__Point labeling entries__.

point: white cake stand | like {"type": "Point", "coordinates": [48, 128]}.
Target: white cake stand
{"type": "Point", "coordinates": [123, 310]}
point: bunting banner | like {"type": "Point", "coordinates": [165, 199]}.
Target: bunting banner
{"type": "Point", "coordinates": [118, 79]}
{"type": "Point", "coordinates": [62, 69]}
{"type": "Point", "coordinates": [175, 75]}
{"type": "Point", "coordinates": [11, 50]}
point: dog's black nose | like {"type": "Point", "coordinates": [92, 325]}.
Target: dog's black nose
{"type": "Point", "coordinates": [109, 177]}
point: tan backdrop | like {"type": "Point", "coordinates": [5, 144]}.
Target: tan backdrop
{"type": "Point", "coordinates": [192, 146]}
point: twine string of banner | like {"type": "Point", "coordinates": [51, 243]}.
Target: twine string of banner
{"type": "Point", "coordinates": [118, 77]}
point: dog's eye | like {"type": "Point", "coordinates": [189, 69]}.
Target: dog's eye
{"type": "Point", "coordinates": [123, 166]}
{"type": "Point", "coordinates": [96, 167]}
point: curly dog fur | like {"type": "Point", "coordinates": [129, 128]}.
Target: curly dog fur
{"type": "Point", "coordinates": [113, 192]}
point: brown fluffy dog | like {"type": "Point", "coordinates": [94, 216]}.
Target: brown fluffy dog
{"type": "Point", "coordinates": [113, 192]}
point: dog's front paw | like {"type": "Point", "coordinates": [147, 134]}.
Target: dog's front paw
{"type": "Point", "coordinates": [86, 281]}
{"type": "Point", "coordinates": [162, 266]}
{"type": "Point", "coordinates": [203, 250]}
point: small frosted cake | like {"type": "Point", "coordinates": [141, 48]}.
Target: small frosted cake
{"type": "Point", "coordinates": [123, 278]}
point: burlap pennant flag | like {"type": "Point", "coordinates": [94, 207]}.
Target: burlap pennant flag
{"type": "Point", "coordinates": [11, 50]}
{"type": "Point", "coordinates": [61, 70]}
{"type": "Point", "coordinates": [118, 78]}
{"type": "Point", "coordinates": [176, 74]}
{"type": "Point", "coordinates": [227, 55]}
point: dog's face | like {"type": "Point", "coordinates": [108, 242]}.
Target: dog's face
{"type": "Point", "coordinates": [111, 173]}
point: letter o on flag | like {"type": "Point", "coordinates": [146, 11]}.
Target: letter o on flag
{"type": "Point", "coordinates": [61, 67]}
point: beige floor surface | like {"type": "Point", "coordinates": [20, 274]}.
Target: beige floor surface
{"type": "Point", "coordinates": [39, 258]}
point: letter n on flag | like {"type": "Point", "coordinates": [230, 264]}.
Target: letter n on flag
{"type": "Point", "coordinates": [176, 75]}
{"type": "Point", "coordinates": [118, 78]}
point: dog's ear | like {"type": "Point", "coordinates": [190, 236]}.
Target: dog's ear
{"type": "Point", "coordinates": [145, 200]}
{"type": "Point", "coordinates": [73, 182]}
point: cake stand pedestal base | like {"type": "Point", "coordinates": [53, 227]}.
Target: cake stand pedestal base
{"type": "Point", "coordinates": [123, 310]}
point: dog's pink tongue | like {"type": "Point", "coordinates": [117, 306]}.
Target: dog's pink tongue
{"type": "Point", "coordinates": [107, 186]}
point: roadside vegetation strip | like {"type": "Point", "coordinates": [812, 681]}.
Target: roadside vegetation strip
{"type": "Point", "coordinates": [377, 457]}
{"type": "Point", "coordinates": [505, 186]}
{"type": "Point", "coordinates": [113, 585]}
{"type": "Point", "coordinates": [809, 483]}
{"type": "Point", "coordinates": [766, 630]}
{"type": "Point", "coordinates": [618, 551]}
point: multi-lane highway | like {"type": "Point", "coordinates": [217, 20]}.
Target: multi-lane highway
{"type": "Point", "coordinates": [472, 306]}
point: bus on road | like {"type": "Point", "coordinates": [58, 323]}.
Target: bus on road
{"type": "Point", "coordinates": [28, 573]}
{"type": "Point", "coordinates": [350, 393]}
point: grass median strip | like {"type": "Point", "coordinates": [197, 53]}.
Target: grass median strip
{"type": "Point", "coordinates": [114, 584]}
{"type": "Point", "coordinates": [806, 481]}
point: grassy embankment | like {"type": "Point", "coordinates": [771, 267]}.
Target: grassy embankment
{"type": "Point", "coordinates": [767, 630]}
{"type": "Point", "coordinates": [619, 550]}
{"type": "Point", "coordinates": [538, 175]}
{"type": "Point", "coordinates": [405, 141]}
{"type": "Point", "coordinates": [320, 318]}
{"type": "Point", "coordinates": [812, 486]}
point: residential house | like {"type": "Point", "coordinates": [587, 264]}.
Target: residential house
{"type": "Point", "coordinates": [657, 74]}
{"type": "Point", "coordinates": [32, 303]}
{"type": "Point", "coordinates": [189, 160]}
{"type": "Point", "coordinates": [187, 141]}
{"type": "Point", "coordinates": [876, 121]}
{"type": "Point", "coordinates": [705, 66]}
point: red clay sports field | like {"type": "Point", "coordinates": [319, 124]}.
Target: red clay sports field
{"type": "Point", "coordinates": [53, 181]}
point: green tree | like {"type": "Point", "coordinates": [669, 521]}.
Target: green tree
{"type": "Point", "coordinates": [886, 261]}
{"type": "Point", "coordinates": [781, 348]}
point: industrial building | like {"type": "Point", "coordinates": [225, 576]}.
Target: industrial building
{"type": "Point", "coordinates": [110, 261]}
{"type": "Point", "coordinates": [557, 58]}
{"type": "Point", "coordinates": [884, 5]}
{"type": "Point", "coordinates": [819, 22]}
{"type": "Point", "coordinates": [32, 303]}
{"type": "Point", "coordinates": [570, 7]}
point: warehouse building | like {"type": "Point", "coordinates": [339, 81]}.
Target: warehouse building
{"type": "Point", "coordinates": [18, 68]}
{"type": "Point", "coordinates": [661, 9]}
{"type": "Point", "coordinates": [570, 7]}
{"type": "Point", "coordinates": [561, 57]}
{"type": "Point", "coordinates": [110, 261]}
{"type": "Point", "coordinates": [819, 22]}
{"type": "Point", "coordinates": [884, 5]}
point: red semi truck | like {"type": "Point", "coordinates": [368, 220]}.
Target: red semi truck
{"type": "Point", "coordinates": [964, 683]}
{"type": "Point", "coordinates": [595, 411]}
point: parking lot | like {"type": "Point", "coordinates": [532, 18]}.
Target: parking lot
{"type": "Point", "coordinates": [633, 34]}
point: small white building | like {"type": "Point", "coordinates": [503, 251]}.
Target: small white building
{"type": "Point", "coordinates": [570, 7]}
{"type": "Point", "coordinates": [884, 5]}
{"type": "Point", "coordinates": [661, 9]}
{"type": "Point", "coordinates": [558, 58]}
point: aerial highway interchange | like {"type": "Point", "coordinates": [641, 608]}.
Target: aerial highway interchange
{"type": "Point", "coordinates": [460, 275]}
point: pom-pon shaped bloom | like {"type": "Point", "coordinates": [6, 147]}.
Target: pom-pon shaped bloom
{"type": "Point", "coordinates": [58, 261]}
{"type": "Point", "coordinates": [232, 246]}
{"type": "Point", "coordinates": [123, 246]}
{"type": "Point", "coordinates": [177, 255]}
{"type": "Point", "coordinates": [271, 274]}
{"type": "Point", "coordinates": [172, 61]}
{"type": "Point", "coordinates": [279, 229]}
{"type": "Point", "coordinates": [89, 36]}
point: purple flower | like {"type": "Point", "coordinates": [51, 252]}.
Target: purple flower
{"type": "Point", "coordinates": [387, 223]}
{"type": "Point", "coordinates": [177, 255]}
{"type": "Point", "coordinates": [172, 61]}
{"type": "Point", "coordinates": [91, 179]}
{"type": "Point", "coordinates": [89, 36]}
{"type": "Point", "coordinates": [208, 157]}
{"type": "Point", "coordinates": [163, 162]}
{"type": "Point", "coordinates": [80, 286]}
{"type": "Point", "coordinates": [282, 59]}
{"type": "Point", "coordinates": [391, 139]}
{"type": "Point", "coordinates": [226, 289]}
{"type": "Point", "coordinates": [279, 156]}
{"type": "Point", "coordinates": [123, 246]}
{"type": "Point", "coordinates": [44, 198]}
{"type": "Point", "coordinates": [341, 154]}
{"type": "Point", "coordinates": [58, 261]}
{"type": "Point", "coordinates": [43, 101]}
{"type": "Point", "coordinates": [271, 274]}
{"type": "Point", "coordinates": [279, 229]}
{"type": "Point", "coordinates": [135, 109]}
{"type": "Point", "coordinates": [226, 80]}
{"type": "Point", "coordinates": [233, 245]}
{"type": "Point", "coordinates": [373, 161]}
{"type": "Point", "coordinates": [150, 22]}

__Aim of the task__. Rewrite the lines from the one containing "point: aerial highway" through the end of the entries, swapping "purple flower" for "violet flower" and leaving everything else unchanged.

__Expected output__.
point: aerial highway interchange | like {"type": "Point", "coordinates": [641, 608]}.
Target: aerial highway interchange
{"type": "Point", "coordinates": [460, 275]}
point: pom-pon shaped bloom | like {"type": "Point", "coordinates": [6, 147]}.
Target: pom-pon shaped bloom
{"type": "Point", "coordinates": [58, 261]}
{"type": "Point", "coordinates": [232, 246]}
{"type": "Point", "coordinates": [123, 246]}
{"type": "Point", "coordinates": [177, 255]}
{"type": "Point", "coordinates": [271, 274]}
{"type": "Point", "coordinates": [172, 61]}
{"type": "Point", "coordinates": [279, 229]}
{"type": "Point", "coordinates": [89, 36]}
point: violet flower | like {"type": "Point", "coordinates": [51, 252]}.
Target: violet flower
{"type": "Point", "coordinates": [387, 223]}
{"type": "Point", "coordinates": [177, 255]}
{"type": "Point", "coordinates": [172, 61]}
{"type": "Point", "coordinates": [91, 179]}
{"type": "Point", "coordinates": [89, 36]}
{"type": "Point", "coordinates": [208, 157]}
{"type": "Point", "coordinates": [163, 162]}
{"type": "Point", "coordinates": [80, 286]}
{"type": "Point", "coordinates": [282, 59]}
{"type": "Point", "coordinates": [391, 139]}
{"type": "Point", "coordinates": [226, 289]}
{"type": "Point", "coordinates": [279, 156]}
{"type": "Point", "coordinates": [123, 246]}
{"type": "Point", "coordinates": [44, 198]}
{"type": "Point", "coordinates": [341, 154]}
{"type": "Point", "coordinates": [58, 261]}
{"type": "Point", "coordinates": [43, 101]}
{"type": "Point", "coordinates": [271, 274]}
{"type": "Point", "coordinates": [279, 229]}
{"type": "Point", "coordinates": [135, 109]}
{"type": "Point", "coordinates": [226, 80]}
{"type": "Point", "coordinates": [233, 245]}
{"type": "Point", "coordinates": [373, 161]}
{"type": "Point", "coordinates": [150, 22]}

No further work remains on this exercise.